**Passage given**
******************************

It’s interesting how something so on the surface simple is loaded with so many agendas and overreach and greed. You can tell by the hole in the doughnut shape of things. Not what is said or claimed but what is missing or glossed over. It gives lying a certain topology.

POLAR August 17, 2018 1:41 PM

@Sed Cookies, Ice Cream Sandwich, Jelly Bean, Nougat, Oreo…

https://en.wikipedia.org/wiki/Android_version_history

Android Inc. was founded in Palo Alto, California, in October 2003 by Andy Rubin, Rich Miner, Nick Sears, and Chris White.[14][15] Rubin described the Android project as “tremendous potential in developing smarter mobile devices that are more aware of its owner’s location and preferences”

It’s harmless, right..?

zobmie August 17, 2018 4:34 PM

Given passive TCP stack fingerprinting + a bunch of other data such as the originating IP address / packet arrival time jitter and all sorts of strange stuff you’d observe if you started doing that I’d expect you could quite easily track browsers without cookies. I’d expect that big companies that have links embedded in almost all pages would have the capability and by now it would be likely that several of them would have realised. Think panopticlick on steroids. Just sayin.

PeaceHead August 18, 2018 1:22 PM

As an implied caveat, I think multiple, nearly redundant security techniques may ultimately come closer to blocking the problems.
Although they tested 40some browser extensions, it implies that they did not test compound configurations (which of course would be very labor-intensive and could take a very long time).

******************************

**Directive a**
Pick out each line of the records that contains the string "Query".
The records have no connection to the comment thread.

(Dataset items)
******************************

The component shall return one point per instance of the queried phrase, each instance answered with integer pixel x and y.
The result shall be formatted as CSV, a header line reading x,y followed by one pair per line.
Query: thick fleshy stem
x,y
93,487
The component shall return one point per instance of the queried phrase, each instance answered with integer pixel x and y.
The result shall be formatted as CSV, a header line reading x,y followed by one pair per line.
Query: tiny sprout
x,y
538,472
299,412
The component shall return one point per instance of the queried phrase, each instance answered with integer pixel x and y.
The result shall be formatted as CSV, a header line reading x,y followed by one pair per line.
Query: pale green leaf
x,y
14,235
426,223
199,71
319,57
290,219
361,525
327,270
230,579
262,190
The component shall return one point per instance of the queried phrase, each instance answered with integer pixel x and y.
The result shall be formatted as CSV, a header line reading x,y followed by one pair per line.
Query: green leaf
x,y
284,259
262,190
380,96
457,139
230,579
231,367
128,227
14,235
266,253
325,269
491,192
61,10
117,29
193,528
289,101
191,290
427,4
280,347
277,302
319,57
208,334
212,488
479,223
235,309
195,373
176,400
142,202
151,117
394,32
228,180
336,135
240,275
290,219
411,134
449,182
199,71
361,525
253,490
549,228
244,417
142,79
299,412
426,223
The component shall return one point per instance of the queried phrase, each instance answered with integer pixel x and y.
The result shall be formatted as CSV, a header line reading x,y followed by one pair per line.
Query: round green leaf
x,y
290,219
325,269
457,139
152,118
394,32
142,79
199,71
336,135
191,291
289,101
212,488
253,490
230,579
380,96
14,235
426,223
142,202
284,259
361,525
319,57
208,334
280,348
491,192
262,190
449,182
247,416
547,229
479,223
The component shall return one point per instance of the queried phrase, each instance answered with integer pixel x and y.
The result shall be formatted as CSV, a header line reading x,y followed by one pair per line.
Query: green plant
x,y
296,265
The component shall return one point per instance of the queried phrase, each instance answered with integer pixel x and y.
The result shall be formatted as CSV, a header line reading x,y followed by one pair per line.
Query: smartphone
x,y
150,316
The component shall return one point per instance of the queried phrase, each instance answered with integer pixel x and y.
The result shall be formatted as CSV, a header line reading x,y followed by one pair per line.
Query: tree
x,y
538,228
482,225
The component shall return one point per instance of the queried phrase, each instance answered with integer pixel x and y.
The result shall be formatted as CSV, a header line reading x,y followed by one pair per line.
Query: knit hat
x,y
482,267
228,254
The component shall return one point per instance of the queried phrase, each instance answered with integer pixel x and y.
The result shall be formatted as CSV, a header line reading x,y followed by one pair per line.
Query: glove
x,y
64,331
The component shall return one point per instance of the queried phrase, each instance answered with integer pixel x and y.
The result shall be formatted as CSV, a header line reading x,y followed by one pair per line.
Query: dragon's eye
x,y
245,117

******************************

**Directive b**
Reproduce word for word the part of the comment thread starting at "Android Inc. was" and ending at "steroids. Just sayin.".

**Right answer a**
Query: thick fleshy stem
Query: tiny sprout
Query: pale green leaf
Query: green leaf
Query: round green leaf
Query: green plant
Query: smartphone
Query: tree
Query: knit hat
Query: glove
Query: dragon's eye

**Right answer b**
Android Inc. was founded in Palo Alto, California, in October 2003 by Andy Rubin, Rich Miner, Nick Sears, and Chris White.[14][15] Rubin described the Android project as “tremendous potential in developing smarter mobile devices that are more aware of its owner’s location and preferences”

It’s harmless, right..?

zobmie August 17, 2018 4:34 PM

Given passive TCP stack fingerprinting + a bunch of other data such as the originating IP address / packet arrival time jitter and all sorts of strange stuff you’d observe if you started doing that I’d expect you could quite easily track browsers without cookies. I’d expect that big companies that have links embedded in almost all pages would have the capability and by now it would be likely that several of them would have realised. Think panopticlick on steroids. Just sayin.